- Problem requirements:
Rewrite everything below from the line containing "For every instance of the woman's arm" down to the end of the data, both ends included and requests kept, shifting every coordinate in the answers by -62.

- Input records:
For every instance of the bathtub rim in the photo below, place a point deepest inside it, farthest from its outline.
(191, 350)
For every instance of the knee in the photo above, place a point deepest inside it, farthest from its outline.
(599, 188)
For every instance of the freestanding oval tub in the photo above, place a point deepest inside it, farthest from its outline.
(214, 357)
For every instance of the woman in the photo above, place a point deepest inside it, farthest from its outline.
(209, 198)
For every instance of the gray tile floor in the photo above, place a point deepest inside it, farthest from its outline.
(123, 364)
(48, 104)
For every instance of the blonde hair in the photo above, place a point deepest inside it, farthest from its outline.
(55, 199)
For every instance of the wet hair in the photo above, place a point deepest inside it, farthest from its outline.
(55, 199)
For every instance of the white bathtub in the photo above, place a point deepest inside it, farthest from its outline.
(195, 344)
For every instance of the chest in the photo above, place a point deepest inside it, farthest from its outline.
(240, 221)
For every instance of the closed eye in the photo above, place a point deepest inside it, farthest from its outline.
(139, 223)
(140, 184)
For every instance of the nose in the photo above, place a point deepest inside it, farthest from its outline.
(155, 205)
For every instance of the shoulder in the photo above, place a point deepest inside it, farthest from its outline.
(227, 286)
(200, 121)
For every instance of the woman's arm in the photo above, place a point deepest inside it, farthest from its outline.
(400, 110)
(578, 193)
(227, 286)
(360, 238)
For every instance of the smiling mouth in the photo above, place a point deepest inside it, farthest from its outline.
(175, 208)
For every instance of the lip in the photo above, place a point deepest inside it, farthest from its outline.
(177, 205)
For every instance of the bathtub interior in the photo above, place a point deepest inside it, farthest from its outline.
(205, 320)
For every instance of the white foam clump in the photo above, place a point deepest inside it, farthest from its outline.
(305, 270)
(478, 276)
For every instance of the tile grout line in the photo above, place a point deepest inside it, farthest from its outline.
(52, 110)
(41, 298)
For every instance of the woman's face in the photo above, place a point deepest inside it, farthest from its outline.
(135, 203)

- Exercise answer:
For every instance of the woman's arm in the photo above, place a point deepest inside it, farthest from its outline.
(338, 48)
(516, 131)
(165, 224)
(298, 176)
For every instance of the smiling mouth in the photo above, place a point deepest inside it, farthest from its outline.
(113, 146)
For every instance of the lip in the photo above, place a point deepest inside it, farthest from its outline.
(115, 143)
For every instance of the bathtub interior in the photo above, place a point deepest inside it, farthest from its outline.
(143, 258)
For every instance of the white foam clump in the photo above, place a point deepest inside it, farthest from its outline.
(243, 208)
(416, 214)
For every instance of the tile grout line in the photo above, place a point deepest inside it, farthest from its outline.
(-10, 48)
(-21, 236)
For every instance of the woman's face in the photo above, place a point deepest inside it, farthest from its outline.
(73, 141)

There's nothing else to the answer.